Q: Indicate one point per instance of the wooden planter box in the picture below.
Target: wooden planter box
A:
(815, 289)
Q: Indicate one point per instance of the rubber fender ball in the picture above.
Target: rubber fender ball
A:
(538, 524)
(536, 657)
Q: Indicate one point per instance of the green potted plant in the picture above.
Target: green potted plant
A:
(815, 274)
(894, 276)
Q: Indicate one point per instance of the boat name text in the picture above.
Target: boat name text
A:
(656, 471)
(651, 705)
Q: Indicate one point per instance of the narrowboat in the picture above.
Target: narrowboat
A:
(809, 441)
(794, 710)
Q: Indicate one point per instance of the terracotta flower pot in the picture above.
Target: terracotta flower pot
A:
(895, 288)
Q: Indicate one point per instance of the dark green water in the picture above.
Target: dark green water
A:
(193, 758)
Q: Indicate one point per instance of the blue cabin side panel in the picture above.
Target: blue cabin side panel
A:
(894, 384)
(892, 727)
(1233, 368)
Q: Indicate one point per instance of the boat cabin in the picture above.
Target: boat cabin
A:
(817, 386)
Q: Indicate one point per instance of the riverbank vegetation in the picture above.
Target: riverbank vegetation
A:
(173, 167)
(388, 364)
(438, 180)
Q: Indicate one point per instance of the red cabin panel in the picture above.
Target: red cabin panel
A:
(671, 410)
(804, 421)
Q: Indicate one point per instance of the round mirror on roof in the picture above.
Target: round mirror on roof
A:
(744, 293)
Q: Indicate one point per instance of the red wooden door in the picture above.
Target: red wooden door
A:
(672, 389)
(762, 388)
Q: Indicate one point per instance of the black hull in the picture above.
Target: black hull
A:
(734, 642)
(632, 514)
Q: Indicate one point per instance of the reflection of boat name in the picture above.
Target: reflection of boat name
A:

EXERCISE BRIEF: Retype every one of the records above, keeping each line as it stands.

EXERCISE SOLUTION:
Q: Indicate one point per instance of the wooden planter box in the picture below.
Target: wooden planter box
A:
(815, 289)
Q: Indicate one point per instance of the rubber fender ball in the picture above.
Target: rubber fender ball
A:
(538, 524)
(536, 657)
Q: Indicate one point per instance of the green potted plant in the picture above.
Target: green potted plant
A:
(815, 274)
(894, 276)
Q: Indicate one point per instance of the boat name text in the picture above.
Target: boat name text
A:
(656, 471)
(651, 705)
Q: Indicate one point per instance of the narrowboat in the picture above.
Target: narrowboat
A:
(809, 441)
(794, 710)
Q: Indicate one point per instance of the terracotta flower pot in the picture above.
Target: terracotta flower pot
A:
(895, 288)
Q: Indicate one point per instance of the dark green water in the picture above.
Target: dark green water
A:
(193, 758)
Q: Indicate one point per instance of the blue cabin side panel in the picture above.
Target: blue cabin side panel
A:
(894, 384)
(892, 727)
(1233, 368)
Q: Indicate one point per instance of the boat cabin in the picture above.
Target: boat cabin
A:
(817, 386)
Q: Indicate one point per instance of the riverbank vegetation in the picture above.
Target: riverbank vegetation
A:
(173, 167)
(388, 364)
(438, 180)
Q: Indicate one point per instance of the red cabin panel in the picture above.
Target: red cabin panel
A:
(671, 410)
(804, 421)
Q: Indicate one point per instance of the round mirror on roof in the picture above.
Target: round mirror on roof
A:
(744, 293)
Q: Indicate one point per instance of the red wooden door in the picture above.
Target: red wooden door
A:
(672, 389)
(762, 388)
Q: Indicate one point per instance of the black hull in the picture above.
Target: black hull
A:
(734, 642)
(632, 514)
Q: Indicate one point per instance of the reflection of boat name in the picture above.
Target: reflection of boat name
A:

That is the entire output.